## Quoted text
⟨
Setting Coating Specifications for Environment and Durability
Before undertaking surface preparation, it is critical that you consider the protective paint system to be used to protect the steel structure from corrosion. In this article, we continue our review of ISO 12944 with an overview of protective paint systems – Part 5 of the standard.
What is a protective paint system?
A protective paint system is a corrosion protection layer designed to protect the steel from the corrosivity of its surrounding environment (ISO 12944-2).
A paint system may include the following coats of paint:
- Priming coat – the first coat of a coating system
- Intermediate coat – any coat between the priming coat and the top coat
- Tie coat – any coat which is used to improve the adhesion between coats or to eliminate void defects during paint application
- Stripe coat – a further coat to increase thickness in vulnerable areas such as edges, welds, and threaded items such as bolted connections
- Top coat – the last coat in the coating system
How do you select the appropriate protective paint system?
When considering which protective paint system, and, indeed, which type of paint should be used, you should consider the corrosivity of the environment, the structure itself, and durability requirements.
ISO 12944-2 details five environmental categories for onshore assets, from low corrosivity (C1) to very highly corrosive environments (C5). There is also a CX category that has been introduced to cover offshore environments, and which is described in a new section of the standard (part 9).
CX was introduced into the 2018 revision of the standard. In the previous version of ISO 12944, the C5 (severe) category of corrosion was split into two sub-sections: C5(I) for industrial environments and C5(M) for marine environments.
The C5(M) category clashed with another standard, ISO 20340, concerning the protection of offshore structures, which had a much more onerous test requirement. There was an anomaly with the relatively benign test regime for C5(M) which allowed the use of these systems in extremely severe corrosive environments such as offshore structures, leading to coating failures.
The 2018 revision of ISO 12944 has abolished C5(M) and now there is just C5 to represent a very severe onshore environment. ISO 20340 has been absorbed into ISO 12944 as a new section (Part 9), and the new corrosivity category of CX (extreme offshore) introduced for any structure that will be situated in an offshore marine environment with the more onerous test qualification regime; thereby closing the C5(M) loophole.
In addition, there are four categories for water and soil, as follows:
- IM1 River installations and hydro plants (fresh water)
- IM2 Immersed structures without cathodic protection (sea or brackish water)
⟩
## Collected material
⟨
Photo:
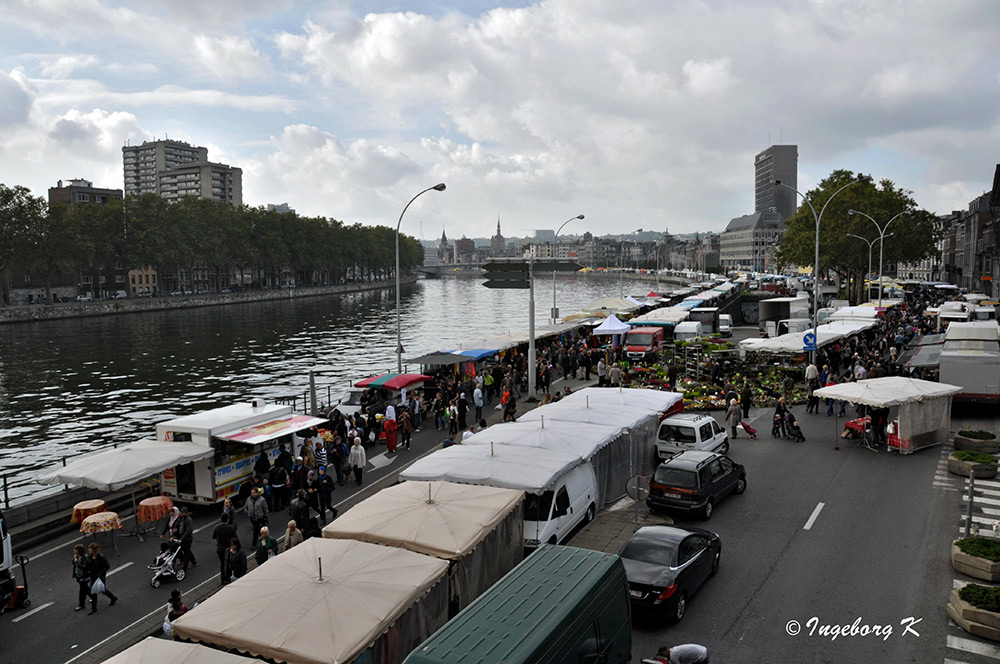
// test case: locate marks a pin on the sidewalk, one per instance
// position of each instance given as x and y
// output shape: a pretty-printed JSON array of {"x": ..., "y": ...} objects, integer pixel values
⟩
## Challenges
A) Render this sentence from the text on protective paint systems in Spanish: "A protective paint system is a corrosion protection layer designed to protect the steel from the corrosivity of its surrounding environment (ISO 12944-2)."
B) Carry on the text on protective paint systems from the point where it stops.

## Set of answers
A) Un sistema de pintura protectora es una capa de protección contra la corrosión diseñada para proteger el acero de la corrosividad de su entorno (ISO 12944-2).

B)
- IM3 Buried structures (soil)
- IM4 Immersed structures with cathodic protection (sea or brackish water with cathodic protection)
The paint system used will also depend upon the structure and type of steel. For example, new structures are low-alloy steel as well as galvanised and metallized steel. The type of steel will be a determinant of the surface preparation undertaken as well as the appropriate paint system to employ to protect the structure from corrosion.
Where a steel structure is to be installed in a C1 environment, there should (at least in principle) be no need for a protective paint system. However, the structure may be susceptible to corrosion before it is installed, during transportation from the fabrication facility and the construction phases of the structure, and so may require temporary protection.
There may also be a decorative requirement for the steel structure that requires a paint system to be applied even though C1 poses little or no corrosion risk. Usually a C2 system will be specified in this case.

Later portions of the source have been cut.